*TRY IT*: Copy out all of the lines below, character for character, with nothing changed.

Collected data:
###

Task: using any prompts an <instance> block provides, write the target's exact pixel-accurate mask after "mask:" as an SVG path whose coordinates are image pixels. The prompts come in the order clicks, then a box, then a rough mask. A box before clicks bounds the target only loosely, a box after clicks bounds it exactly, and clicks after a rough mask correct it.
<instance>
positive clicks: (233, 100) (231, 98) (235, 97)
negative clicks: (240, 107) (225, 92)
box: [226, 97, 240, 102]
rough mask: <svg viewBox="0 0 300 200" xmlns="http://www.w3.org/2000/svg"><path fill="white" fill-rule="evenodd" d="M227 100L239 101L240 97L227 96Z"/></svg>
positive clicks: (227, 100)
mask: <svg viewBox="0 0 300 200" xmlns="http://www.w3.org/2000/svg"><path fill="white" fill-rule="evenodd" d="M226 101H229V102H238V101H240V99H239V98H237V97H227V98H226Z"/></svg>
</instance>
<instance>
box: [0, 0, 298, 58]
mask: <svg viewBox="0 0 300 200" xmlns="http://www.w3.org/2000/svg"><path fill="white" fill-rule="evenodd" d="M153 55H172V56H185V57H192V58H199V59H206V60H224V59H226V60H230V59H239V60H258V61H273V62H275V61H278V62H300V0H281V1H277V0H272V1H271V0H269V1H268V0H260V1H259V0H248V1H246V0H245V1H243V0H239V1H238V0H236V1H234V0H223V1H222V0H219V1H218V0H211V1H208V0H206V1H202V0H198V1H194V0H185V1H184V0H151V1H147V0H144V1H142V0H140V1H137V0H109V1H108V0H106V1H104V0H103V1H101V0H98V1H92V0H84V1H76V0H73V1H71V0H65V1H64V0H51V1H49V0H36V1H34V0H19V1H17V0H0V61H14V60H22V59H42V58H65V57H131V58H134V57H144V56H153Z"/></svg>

###

*TASK RESPONSE*:
Task: using any prompts an <instance> block provides, write the target's exact pixel-accurate mask after "mask:" as an SVG path whose coordinates are image pixels. The prompts come in the order clicks, then a box, then a rough mask. A box before clicks bounds the target only loosely, a box after clicks bounds it exactly, and clicks after a rough mask correct it.
<instance>
positive clicks: (233, 100) (231, 98) (235, 97)
negative clicks: (240, 107) (225, 92)
box: [226, 97, 240, 102]
rough mask: <svg viewBox="0 0 300 200" xmlns="http://www.w3.org/2000/svg"><path fill="white" fill-rule="evenodd" d="M227 100L239 101L240 97L227 96Z"/></svg>
positive clicks: (227, 100)
mask: <svg viewBox="0 0 300 200" xmlns="http://www.w3.org/2000/svg"><path fill="white" fill-rule="evenodd" d="M226 101H229V102H238V101H240V99H239V98H237V97H227V98H226Z"/></svg>
</instance>
<instance>
box: [0, 0, 298, 58]
mask: <svg viewBox="0 0 300 200" xmlns="http://www.w3.org/2000/svg"><path fill="white" fill-rule="evenodd" d="M153 55H172V56H185V57H192V58H199V59H206V60H224V59H226V60H230V59H239V60H258V61H273V62H275V61H278V62H300V0H281V1H277V0H272V1H271V0H269V1H268V0H260V1H259V0H248V1H246V0H245V1H243V0H239V1H238V0H236V1H234V0H223V1H222V0H219V1H218V0H211V1H208V0H206V1H202V0H198V1H194V0H185V1H184V0H151V1H147V0H144V1H142V0H140V1H137V0H109V1H108V0H106V1H104V0H103V1H101V0H98V1H92V0H84V1H76V0H73V1H71V0H65V1H64V0H51V1H49V0H36V1H34V0H19V1H17V0H0V61H14V60H22V59H42V58H65V57H131V58H134V57H144V56H153Z"/></svg>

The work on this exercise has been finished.